*TO BE DONE*. Can you write out the stockholder proposals passage word for word from "Stockholder Proposals for" to "to that meeting."?

### EXTRACT PROVIDED ###

Stockholder Proposals for the 2013 Annual Meeting
Any stockholder proposals intended to be presented at the 2014 annual meeting of stockholders must be received by us no later than December 27, 2013 in order to be considered for inclusion in our Proxy Statement and form of proxy relating to that meeting.
In addition, Sections 2.07 and 3.03 of our bylaws provides that, in order for a stockholder to propose any matter (including nominations for directors) for consideration at the annual meeting (other than by inclusion in the Proxy Statement), such stockholder must give timely notice to our Corporate Secretary of his or her intention to bring such business before the meeting. To be timely, notice must be delivered to the Corporate Secretary not later than the close of business on the 90th day, nor earlier than the close of business on the 120th day, prior to the first anniversary of the preceding years annual meeting. Therefore, in connection with the 2014 annual meeting of stockholders, notice must be delivered to the Corporate Secretary between February 7, 2014 and March 9, 2014. In the event, however, that the date of the annual meeting is more than 30 days before or more than 70 days after such anniversary date, notice by the stockholder must be delivered not earlier than the close of business on the 120th day prior to such annual meeting and not later than the close of business on the 90th day prior to such annual meeting or the 10th day following the day on which public announcement of the date of such meeting is first made by us, whichever occurs later.

### LISTED ENTRIES ###

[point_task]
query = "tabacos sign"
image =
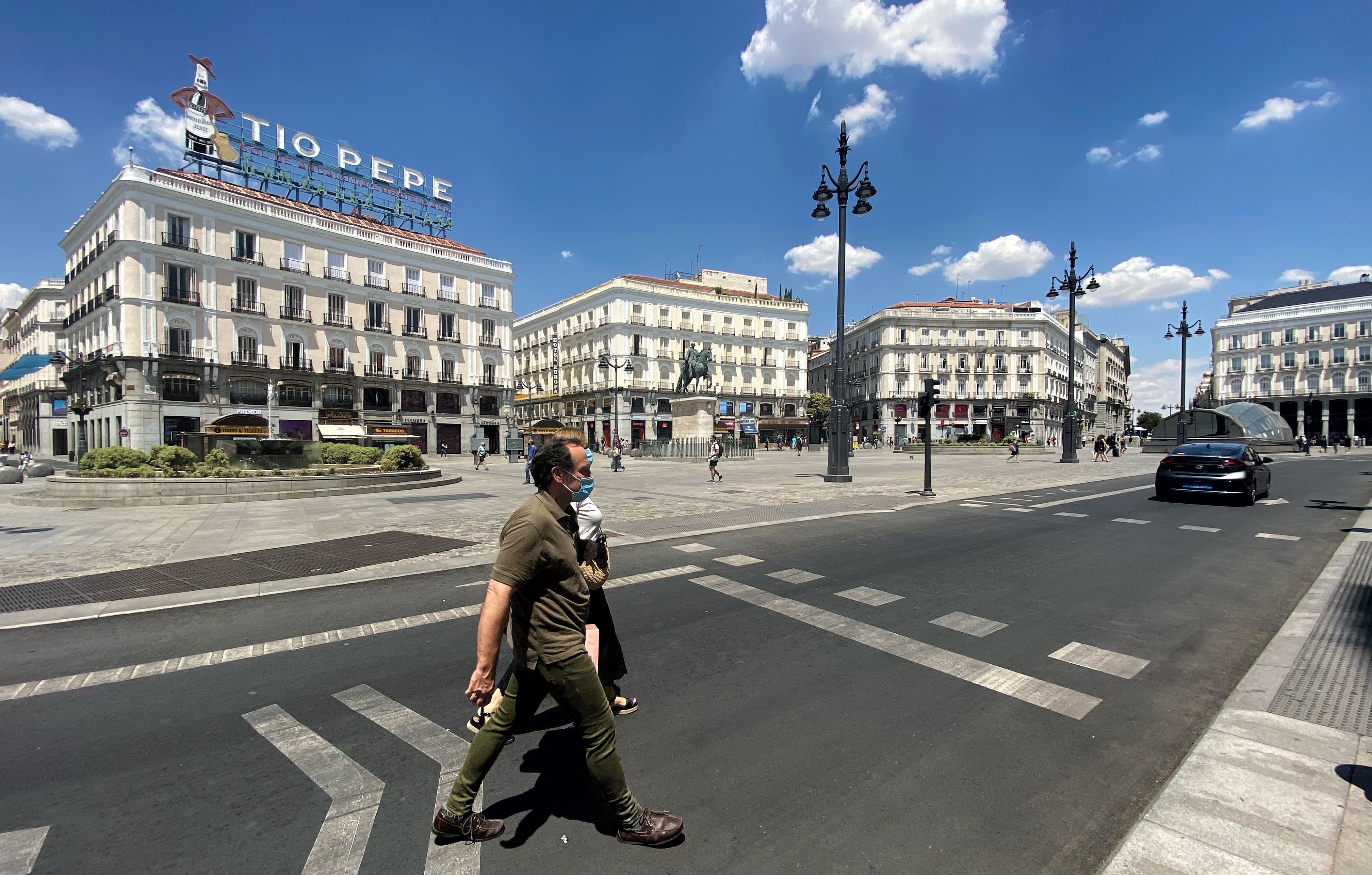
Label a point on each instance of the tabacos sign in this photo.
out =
(303, 166)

###

*ANSWER TO THE TASK*.
Stockholder Proposals for the 2013 Annual Meeting
Any stockholder proposals intended to be presented at the 2014 annual meeting of stockholders must be received by us no later than December 27, 2013 in order to be considered for inclusion in our Proxy Statement and form of proxy relating to that meeting.